**Exercise description**
Every line from the one containing "Query: glass door" to the end of the records below, written out word for word, is the whole answer.

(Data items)
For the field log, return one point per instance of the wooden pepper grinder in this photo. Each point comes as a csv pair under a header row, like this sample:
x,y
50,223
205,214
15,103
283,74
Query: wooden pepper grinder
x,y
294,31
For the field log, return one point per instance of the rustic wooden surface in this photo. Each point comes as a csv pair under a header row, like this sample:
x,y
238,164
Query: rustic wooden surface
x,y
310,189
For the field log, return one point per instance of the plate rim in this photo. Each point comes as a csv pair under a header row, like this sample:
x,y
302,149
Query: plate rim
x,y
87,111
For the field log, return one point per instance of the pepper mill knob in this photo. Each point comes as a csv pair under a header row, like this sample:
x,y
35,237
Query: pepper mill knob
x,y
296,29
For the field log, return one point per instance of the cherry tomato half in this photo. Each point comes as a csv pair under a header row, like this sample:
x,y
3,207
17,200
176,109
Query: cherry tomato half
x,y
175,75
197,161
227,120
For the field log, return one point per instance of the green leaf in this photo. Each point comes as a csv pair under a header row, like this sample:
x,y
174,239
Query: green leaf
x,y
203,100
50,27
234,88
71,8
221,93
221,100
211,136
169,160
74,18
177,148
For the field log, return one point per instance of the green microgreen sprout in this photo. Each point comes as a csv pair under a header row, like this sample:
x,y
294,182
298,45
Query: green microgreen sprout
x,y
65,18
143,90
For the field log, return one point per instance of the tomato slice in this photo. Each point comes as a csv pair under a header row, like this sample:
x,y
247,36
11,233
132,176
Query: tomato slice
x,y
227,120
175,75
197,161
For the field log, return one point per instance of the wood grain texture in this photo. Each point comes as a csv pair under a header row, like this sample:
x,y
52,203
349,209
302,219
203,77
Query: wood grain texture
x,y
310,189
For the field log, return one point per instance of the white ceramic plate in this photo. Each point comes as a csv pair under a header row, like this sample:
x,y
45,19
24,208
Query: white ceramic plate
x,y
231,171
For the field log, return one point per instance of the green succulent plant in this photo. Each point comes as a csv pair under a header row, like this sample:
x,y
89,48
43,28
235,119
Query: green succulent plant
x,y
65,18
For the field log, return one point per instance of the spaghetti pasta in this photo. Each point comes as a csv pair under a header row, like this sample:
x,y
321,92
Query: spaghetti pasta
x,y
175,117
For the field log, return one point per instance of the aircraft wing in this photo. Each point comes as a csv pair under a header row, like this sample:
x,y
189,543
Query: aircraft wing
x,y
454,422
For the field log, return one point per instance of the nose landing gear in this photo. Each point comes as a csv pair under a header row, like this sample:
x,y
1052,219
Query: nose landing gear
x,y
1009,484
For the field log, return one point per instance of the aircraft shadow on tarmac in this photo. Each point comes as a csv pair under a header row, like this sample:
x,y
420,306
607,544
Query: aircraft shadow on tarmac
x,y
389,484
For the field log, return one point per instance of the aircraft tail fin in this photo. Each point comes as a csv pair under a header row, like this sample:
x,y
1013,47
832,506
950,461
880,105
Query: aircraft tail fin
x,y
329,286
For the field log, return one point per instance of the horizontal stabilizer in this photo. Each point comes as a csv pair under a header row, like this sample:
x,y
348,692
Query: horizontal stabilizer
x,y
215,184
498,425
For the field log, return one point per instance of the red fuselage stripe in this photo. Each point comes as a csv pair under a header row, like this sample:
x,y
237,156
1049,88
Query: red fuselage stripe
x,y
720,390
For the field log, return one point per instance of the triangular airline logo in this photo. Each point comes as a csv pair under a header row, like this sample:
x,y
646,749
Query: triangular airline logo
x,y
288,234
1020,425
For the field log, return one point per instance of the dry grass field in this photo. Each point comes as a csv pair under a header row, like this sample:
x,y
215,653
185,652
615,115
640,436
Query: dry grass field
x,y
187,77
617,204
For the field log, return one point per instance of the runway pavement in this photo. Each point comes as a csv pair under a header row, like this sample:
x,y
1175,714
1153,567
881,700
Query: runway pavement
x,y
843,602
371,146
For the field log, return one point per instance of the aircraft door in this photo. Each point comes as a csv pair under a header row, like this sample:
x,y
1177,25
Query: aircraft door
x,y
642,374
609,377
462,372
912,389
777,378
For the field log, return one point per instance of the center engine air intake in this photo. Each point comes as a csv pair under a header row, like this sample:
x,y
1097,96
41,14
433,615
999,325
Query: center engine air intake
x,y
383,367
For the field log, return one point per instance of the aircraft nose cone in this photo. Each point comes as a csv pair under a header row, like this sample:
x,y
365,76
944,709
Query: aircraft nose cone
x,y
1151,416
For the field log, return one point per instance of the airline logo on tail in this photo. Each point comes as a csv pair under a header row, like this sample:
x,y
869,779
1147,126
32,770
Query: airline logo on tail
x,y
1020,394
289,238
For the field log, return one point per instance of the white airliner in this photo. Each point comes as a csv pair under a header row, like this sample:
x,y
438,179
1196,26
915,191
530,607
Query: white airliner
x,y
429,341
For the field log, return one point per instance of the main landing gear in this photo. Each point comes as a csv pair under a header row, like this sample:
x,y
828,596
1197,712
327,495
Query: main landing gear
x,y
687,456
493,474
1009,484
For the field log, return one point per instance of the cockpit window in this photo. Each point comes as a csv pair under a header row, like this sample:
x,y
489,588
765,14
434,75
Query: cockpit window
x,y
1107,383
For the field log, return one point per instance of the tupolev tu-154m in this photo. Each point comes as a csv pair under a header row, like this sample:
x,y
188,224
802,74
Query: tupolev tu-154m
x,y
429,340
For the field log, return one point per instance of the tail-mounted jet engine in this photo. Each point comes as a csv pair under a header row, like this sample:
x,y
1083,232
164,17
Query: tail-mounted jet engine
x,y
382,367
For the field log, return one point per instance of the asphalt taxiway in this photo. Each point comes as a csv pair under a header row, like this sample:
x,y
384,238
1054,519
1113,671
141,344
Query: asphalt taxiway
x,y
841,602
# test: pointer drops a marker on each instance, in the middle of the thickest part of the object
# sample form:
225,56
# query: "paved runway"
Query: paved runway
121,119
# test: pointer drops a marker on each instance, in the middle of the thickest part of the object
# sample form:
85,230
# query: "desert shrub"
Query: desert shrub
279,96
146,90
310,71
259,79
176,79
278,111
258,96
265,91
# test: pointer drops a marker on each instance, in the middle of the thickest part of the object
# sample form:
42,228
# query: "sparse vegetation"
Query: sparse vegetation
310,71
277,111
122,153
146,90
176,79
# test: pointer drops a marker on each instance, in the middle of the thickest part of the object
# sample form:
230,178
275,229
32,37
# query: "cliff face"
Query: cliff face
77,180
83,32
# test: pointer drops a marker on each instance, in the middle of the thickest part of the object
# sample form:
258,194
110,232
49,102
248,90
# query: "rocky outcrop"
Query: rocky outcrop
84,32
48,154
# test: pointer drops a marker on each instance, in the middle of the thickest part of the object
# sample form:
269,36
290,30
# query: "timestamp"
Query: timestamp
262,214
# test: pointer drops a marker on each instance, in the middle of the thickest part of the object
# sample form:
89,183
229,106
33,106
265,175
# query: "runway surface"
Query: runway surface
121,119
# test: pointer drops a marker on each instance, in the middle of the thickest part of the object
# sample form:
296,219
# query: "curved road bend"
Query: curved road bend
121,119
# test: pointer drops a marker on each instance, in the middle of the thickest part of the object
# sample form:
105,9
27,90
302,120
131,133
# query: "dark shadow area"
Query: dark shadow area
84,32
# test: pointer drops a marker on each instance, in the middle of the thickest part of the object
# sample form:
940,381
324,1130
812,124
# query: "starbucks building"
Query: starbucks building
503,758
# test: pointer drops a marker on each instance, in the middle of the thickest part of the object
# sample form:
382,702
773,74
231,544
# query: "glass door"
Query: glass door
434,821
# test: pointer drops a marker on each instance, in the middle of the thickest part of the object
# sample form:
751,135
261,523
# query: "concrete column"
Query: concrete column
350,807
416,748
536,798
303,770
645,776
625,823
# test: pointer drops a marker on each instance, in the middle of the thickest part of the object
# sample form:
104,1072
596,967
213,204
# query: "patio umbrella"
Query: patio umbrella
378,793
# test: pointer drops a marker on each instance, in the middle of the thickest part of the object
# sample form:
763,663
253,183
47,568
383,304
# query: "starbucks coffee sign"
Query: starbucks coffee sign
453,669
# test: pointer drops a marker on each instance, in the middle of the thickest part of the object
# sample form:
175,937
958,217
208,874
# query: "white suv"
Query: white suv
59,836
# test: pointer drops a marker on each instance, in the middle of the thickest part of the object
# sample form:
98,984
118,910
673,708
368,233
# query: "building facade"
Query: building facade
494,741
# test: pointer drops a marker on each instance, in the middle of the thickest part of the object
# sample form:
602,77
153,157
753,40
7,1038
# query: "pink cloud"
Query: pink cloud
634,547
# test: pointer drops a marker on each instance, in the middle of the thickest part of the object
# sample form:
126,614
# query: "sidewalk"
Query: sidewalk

**Answer to the exercise**
Query: glass door
434,821
# test: pointer drops a marker on each instance, in the middle of the thickest part of the object
# sample form:
751,135
261,523
# query: "concrete column"
Query: concrete column
350,807
416,748
536,798
303,770
645,776
625,823
# test: pointer drops a marker on each instance, in the middle of the thickest part of the object
# sample form:
104,1072
596,967
213,204
# query: "patio umbrella"
Query: patio umbrella
378,793
# test: pointer drops a marker on each instance, in the middle of the thickest part of the object
# sample form:
763,663
253,183
47,568
383,304
# query: "starbucks coffee sign"
Query: starbucks coffee sign
453,669
# test: pointer drops a marker on each instance, in the middle of the thickest part of the object
# sample form:
175,937
958,217
208,874
# query: "white suv"
Query: white suv
59,836
# test: pointer drops a marker on each instance, in the middle of the thickest part of the object
# sample form:
98,984
118,910
673,708
368,233
# query: "building facade"
Query: building facade
494,741
# test: pointer drops a marker on each instance, in the middle of the thickest part of the object
# sample form:
602,77
153,157
753,40
7,1038
# query: "pink cloud"
Query: pink cloud
634,547
# test: pointer drops a marker on each instance, in the middle of the thickest part of the object
# sample form:
126,614
# query: "sidewalk"
Query: sidewalk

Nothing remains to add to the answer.